Copy out the whole listing exactly as given. Skip the pictures.

___

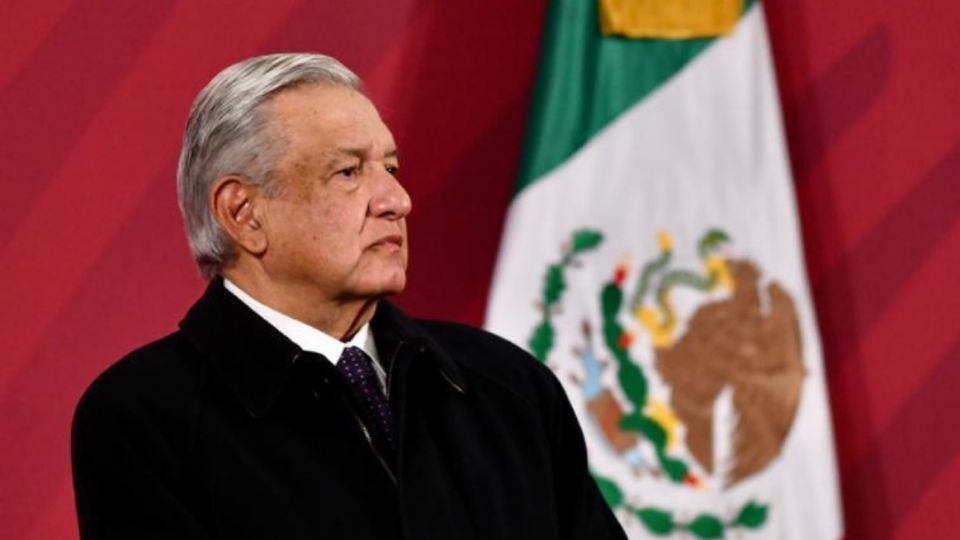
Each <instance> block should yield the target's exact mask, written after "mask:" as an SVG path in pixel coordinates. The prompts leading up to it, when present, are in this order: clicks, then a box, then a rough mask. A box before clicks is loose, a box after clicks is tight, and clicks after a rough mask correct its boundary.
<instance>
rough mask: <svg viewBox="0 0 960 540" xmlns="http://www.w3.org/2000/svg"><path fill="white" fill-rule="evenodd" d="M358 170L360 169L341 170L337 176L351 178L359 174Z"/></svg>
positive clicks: (347, 168) (354, 168)
mask: <svg viewBox="0 0 960 540" xmlns="http://www.w3.org/2000/svg"><path fill="white" fill-rule="evenodd" d="M357 169H358V167H357V166H353V167H347V168H346V169H340V170H339V171H337V174H339V175H341V176H344V177H346V178H350V177H352V176H354V175H355V174H357Z"/></svg>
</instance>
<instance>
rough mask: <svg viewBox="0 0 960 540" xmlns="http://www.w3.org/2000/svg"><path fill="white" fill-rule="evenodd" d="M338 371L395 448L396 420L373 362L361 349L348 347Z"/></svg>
mask: <svg viewBox="0 0 960 540" xmlns="http://www.w3.org/2000/svg"><path fill="white" fill-rule="evenodd" d="M337 369H339V370H340V372H341V373H342V374H343V375H344V377H346V379H347V380H348V381H349V382H350V384H351V385H353V387H354V388H355V389H356V390H357V393H358V394H359V395H360V398H361V399H362V400H363V403H364V405H366V407H367V410H368V411H369V412H370V415H371V416H372V417H373V420H374V422H376V425H377V428H378V429H379V431H380V432H381V433H382V434H383V436H384V438H385V439H386V440H387V442H388V443H389V444H390V446H391V447H392V446H393V444H394V443H393V440H394V420H393V412H392V411H391V410H390V403H389V402H388V401H387V398H386V396H384V394H383V391H382V390H381V389H380V384H379V380H378V378H377V372H376V370H375V369H374V367H373V360H372V359H371V358H370V357H369V356H367V353H365V352H363V350H362V349H360V348H359V347H347V348H345V349H344V350H343V353H342V354H341V355H340V360H339V361H338V362H337Z"/></svg>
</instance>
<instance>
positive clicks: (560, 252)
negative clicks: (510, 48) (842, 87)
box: [486, 0, 843, 540]
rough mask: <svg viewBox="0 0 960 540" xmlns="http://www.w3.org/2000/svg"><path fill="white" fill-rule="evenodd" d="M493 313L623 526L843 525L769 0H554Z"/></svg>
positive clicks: (828, 420) (825, 391)
mask: <svg viewBox="0 0 960 540" xmlns="http://www.w3.org/2000/svg"><path fill="white" fill-rule="evenodd" d="M544 32H545V33H544V41H543V49H542V52H541V62H540V67H539V73H538V77H537V84H536V90H535V95H534V101H533V106H532V113H531V117H530V120H529V126H528V132H527V136H526V139H525V148H524V158H523V162H522V165H521V171H520V175H519V180H518V183H517V188H516V191H515V197H514V200H513V201H512V204H511V207H510V210H509V213H508V217H507V224H506V228H505V233H504V236H503V240H502V245H501V250H500V254H499V259H498V261H497V268H496V273H495V276H494V281H493V288H492V292H491V297H490V300H489V303H488V312H487V320H486V325H487V327H488V328H489V329H490V330H491V331H493V332H496V333H498V334H500V335H502V336H504V337H506V338H507V339H509V340H511V341H513V342H515V343H516V344H518V345H520V346H521V347H524V348H526V349H528V350H530V351H531V352H532V353H533V354H534V355H535V356H536V357H537V358H538V359H539V360H540V361H541V362H544V363H545V364H546V365H547V366H549V367H550V368H551V369H552V370H553V371H554V372H555V373H556V375H557V376H558V378H559V379H560V381H561V383H562V384H563V385H564V388H565V389H566V391H567V393H568V395H569V397H570V400H571V402H572V404H573V407H574V409H575V410H576V412H577V415H578V417H579V419H580V423H581V425H582V427H583V430H584V435H585V437H586V441H587V447H588V451H589V456H590V468H591V472H592V473H593V475H594V477H595V478H596V480H597V484H598V486H599V487H600V489H601V492H602V493H603V495H604V497H605V498H606V500H607V502H608V503H609V504H610V505H611V506H612V507H613V508H614V511H615V513H616V515H617V516H618V518H619V519H620V520H621V522H622V523H623V524H624V527H625V529H626V530H627V533H628V535H629V537H630V538H649V537H651V536H656V537H675V538H704V539H705V538H784V539H797V540H812V539H829V540H835V539H837V538H840V537H841V536H842V534H843V526H842V518H841V511H840V503H839V495H838V486H837V478H836V466H835V458H834V450H833V436H832V432H831V425H830V414H829V410H828V403H827V397H826V391H825V384H824V372H823V366H822V358H821V350H820V342H819V337H818V335H817V326H816V321H815V319H814V310H813V306H812V304H811V299H810V292H809V290H808V286H807V282H806V277H805V275H804V262H803V254H802V252H801V242H800V232H799V226H798V219H797V211H796V206H795V202H794V196H793V191H792V180H791V176H790V168H789V164H788V158H787V153H786V151H785V143H784V136H783V129H782V125H781V120H780V113H779V105H778V101H777V92H776V86H775V82H774V76H773V67H772V64H771V59H770V51H769V46H768V43H767V35H766V29H765V24H764V17H763V12H762V6H761V5H760V4H759V3H757V2H751V1H746V2H744V1H743V0H599V1H597V0H554V1H553V2H552V4H551V6H550V8H549V15H548V20H547V22H546V26H545V30H544Z"/></svg>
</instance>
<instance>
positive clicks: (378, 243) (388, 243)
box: [370, 234, 403, 249]
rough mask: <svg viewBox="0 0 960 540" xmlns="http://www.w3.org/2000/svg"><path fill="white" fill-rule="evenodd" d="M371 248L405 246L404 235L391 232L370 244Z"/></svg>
mask: <svg viewBox="0 0 960 540" xmlns="http://www.w3.org/2000/svg"><path fill="white" fill-rule="evenodd" d="M370 247H371V248H387V249H400V248H401V247H403V236H402V235H399V234H391V235H387V236H384V237H382V238H380V239H379V240H377V241H376V242H374V243H372V244H370Z"/></svg>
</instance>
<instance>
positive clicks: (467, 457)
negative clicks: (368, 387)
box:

___

Your solution:
Each <instance> block should yield the target's exact mask, written after "mask:" as an SVG path in pixel coordinates. The prompts leading up to it, when present, are in this order: clicks, then a box, then a rough mask. A box before clicks is loose, a box after clicks is tight, and clicks after a rough mask correct its boundary.
<instance>
rough mask: <svg viewBox="0 0 960 540" xmlns="http://www.w3.org/2000/svg"><path fill="white" fill-rule="evenodd" d="M358 170L360 169L341 170L337 176L351 178L359 174Z"/></svg>
positive clicks: (347, 168) (354, 168)
mask: <svg viewBox="0 0 960 540" xmlns="http://www.w3.org/2000/svg"><path fill="white" fill-rule="evenodd" d="M357 169H358V167H357V166H353V167H347V168H346V169H340V170H339V171H337V174H339V175H341V176H344V177H346V178H350V177H352V176H354V175H355V174H357Z"/></svg>
</instance>
<instance>
rough mask: <svg viewBox="0 0 960 540" xmlns="http://www.w3.org/2000/svg"><path fill="white" fill-rule="evenodd" d="M338 371L395 448L396 420L373 362L361 349L348 347Z"/></svg>
mask: <svg viewBox="0 0 960 540" xmlns="http://www.w3.org/2000/svg"><path fill="white" fill-rule="evenodd" d="M337 369H339V370H340V372H341V373H342V374H343V375H344V377H346V379H347V380H348V381H349V382H350V384H351V385H353V387H354V388H355V389H356V390H357V393H358V394H359V395H360V398H361V399H362V400H363V403H364V405H366V407H367V410H368V411H369V412H370V415H371V416H372V417H373V420H374V422H376V425H377V428H378V429H379V431H380V432H381V433H382V434H383V436H384V438H385V439H386V440H387V442H388V443H389V444H390V446H391V447H392V446H393V444H394V443H393V440H394V420H393V412H392V411H391V410H390V403H389V402H388V401H387V398H386V396H384V394H383V391H382V390H381V389H380V384H379V380H378V378H377V372H376V370H375V369H374V367H373V360H372V359H371V358H370V357H369V356H367V353H365V352H363V350H362V349H360V348H359V347H347V348H345V349H344V350H343V353H342V354H341V355H340V360H339V361H338V362H337Z"/></svg>
</instance>
<instance>
positive clicks: (560, 252)
negative clicks: (510, 48) (842, 87)
box: [486, 0, 843, 540]
rough mask: <svg viewBox="0 0 960 540" xmlns="http://www.w3.org/2000/svg"><path fill="white" fill-rule="evenodd" d="M493 313L623 526L843 525L769 0H554Z"/></svg>
positive clicks: (828, 420) (825, 391)
mask: <svg viewBox="0 0 960 540" xmlns="http://www.w3.org/2000/svg"><path fill="white" fill-rule="evenodd" d="M544 32H545V33H544V41H543V49H542V52H541V62H540V67H539V73H538V77H537V84H536V90H535V95H534V101H533V106H532V113H531V117H530V120H529V126H528V132H527V136H526V139H525V148H524V158H523V162H522V165H521V171H520V175H519V180H518V183H517V188H516V191H515V197H514V200H513V201H512V204H511V207H510V210H509V213H508V217H507V224H506V228H505V233H504V236H503V240H502V245H501V250H500V254H499V259H498V261H497V268H496V273H495V276H494V281H493V288H492V292H491V297H490V300H489V303H488V312H487V320H486V325H487V327H488V328H489V329H490V330H491V331H493V332H496V333H498V334H500V335H502V336H504V337H506V338H507V339H509V340H511V341H513V342H515V343H516V344H518V345H520V346H521V347H524V348H526V349H528V350H530V351H531V352H532V353H533V354H534V355H535V356H536V357H537V358H538V359H539V360H540V361H541V362H544V363H545V364H546V365H547V366H549V367H550V368H551V369H552V370H553V371H554V372H555V373H556V375H557V376H558V378H559V379H560V381H561V383H562V384H563V385H564V388H565V389H566V391H567V393H568V395H569V397H570V400H571V402H572V404H573V407H574V409H575V410H576V412H577V415H578V417H579V419H580V423H581V425H582V427H583V430H584V435H585V437H586V441H587V447H588V451H589V456H590V468H591V472H592V473H593V475H594V477H595V478H596V480H597V484H598V486H599V487H600V489H601V492H602V493H603V495H604V497H605V498H606V500H607V502H608V503H609V504H610V505H611V506H612V507H613V508H614V511H615V513H616V515H617V516H618V518H619V519H620V520H621V522H622V523H623V524H624V527H625V529H626V530H627V533H628V535H629V537H630V538H649V537H651V536H656V537H675V538H704V539H705V538H784V539H797V540H812V539H829V540H835V539H837V538H840V537H841V536H842V534H843V526H842V518H841V511H840V503H839V495H838V486H837V478H836V466H835V458H834V450H833V436H832V432H831V425H830V414H829V410H828V403H827V397H826V391H825V384H824V372H823V366H822V358H821V350H820V342H819V337H818V335H817V326H816V321H815V319H814V310H813V306H812V304H811V299H810V292H809V290H808V286H807V282H806V277H805V275H804V262H803V254H802V252H801V242H800V232H799V226H798V219H797V211H796V206H795V202H794V196H793V191H792V180H791V176H790V168H789V164H788V158H787V153H786V151H785V143H784V136H783V129H782V125H781V120H780V113H779V105H778V101H777V92H776V86H775V82H774V76H773V67H772V64H771V59H770V51H769V46H768V43H767V35H766V29H765V24H764V17H763V12H762V6H761V5H760V4H759V3H757V2H751V1H746V2H744V1H743V0H599V1H597V0H554V1H553V2H552V4H551V6H550V8H549V15H548V20H547V22H546V26H545V30H544Z"/></svg>
</instance>
<instance>
positive clicks: (378, 243) (388, 243)
box: [370, 234, 403, 249]
rough mask: <svg viewBox="0 0 960 540" xmlns="http://www.w3.org/2000/svg"><path fill="white" fill-rule="evenodd" d="M371 248L405 246L404 235L391 232L370 244Z"/></svg>
mask: <svg viewBox="0 0 960 540" xmlns="http://www.w3.org/2000/svg"><path fill="white" fill-rule="evenodd" d="M370 247H371V248H387V249H400V248H401V247H403V236H402V235H399V234H391V235H387V236H384V237H382V238H380V239H379V240H377V241H376V242H374V243H372V244H370Z"/></svg>
</instance>
<instance>
positive clicks: (467, 457)
negative clicks: (368, 387)
box:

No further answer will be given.